• Given request: Rewrite the lines from the line with "outline wooden fence post, every instance" to the line with "[[[867,121],[874,120],[874,80],[867,82]]]", putting "timber fence post" in place of "wooden fence post" and keeping everything else unchanged.
*** Data rows
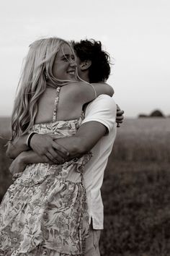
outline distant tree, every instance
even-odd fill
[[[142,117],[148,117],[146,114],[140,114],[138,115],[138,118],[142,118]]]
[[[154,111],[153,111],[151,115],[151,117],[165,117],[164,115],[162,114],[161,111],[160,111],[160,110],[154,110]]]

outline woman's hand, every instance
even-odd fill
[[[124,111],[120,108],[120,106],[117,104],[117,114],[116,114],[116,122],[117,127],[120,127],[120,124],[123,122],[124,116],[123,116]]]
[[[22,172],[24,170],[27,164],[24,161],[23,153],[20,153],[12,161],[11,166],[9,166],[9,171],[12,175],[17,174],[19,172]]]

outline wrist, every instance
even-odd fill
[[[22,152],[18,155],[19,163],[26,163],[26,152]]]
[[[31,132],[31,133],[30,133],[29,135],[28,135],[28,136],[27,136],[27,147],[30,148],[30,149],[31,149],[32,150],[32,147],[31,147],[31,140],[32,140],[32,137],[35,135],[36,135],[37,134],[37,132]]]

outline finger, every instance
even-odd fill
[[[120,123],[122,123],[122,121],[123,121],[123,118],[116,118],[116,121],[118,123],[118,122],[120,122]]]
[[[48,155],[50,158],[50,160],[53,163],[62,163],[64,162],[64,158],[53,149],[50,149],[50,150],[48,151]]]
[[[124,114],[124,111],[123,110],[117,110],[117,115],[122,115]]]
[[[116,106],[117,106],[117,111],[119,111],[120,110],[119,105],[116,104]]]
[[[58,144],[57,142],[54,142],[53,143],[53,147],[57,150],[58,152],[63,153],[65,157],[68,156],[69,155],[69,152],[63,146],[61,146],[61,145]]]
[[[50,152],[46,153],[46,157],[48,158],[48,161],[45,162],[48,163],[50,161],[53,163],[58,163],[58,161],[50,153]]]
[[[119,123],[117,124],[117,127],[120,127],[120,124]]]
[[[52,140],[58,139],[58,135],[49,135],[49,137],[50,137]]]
******
*** Data rows
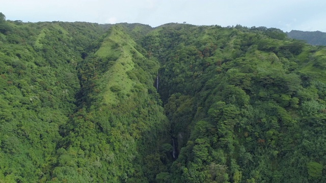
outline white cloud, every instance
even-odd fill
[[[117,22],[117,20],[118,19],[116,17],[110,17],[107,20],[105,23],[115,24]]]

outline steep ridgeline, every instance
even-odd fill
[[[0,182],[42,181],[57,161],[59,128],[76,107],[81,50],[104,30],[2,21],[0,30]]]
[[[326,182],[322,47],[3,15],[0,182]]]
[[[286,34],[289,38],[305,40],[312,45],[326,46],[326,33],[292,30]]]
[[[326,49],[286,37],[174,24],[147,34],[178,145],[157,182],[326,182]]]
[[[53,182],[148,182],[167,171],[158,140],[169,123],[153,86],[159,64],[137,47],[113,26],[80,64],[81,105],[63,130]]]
******
*** Data rows
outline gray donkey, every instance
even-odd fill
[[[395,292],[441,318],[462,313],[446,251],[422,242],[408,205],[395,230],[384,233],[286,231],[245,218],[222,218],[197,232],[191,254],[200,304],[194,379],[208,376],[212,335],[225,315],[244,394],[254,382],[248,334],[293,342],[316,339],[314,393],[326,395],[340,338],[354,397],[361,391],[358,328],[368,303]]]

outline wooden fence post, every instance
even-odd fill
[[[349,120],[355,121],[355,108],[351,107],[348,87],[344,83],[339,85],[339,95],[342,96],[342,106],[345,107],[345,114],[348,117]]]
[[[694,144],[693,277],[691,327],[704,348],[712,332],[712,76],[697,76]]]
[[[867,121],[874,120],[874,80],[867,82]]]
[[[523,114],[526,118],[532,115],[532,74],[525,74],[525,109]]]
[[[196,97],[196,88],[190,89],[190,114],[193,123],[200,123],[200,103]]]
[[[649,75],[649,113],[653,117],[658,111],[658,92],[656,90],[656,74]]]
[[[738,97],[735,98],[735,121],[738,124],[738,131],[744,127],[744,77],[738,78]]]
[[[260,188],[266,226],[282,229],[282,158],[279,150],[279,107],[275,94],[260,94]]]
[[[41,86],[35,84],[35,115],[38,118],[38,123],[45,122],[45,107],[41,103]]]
******
• The reply:
outline timber fence post, every instance
even-odd fill
[[[349,120],[355,121],[355,108],[351,107],[348,87],[344,83],[339,85],[339,95],[342,96],[342,106],[345,107],[345,114],[348,117]]]
[[[694,144],[693,277],[691,327],[704,348],[712,332],[712,76],[697,76]]]
[[[867,121],[874,120],[874,80],[867,82]]]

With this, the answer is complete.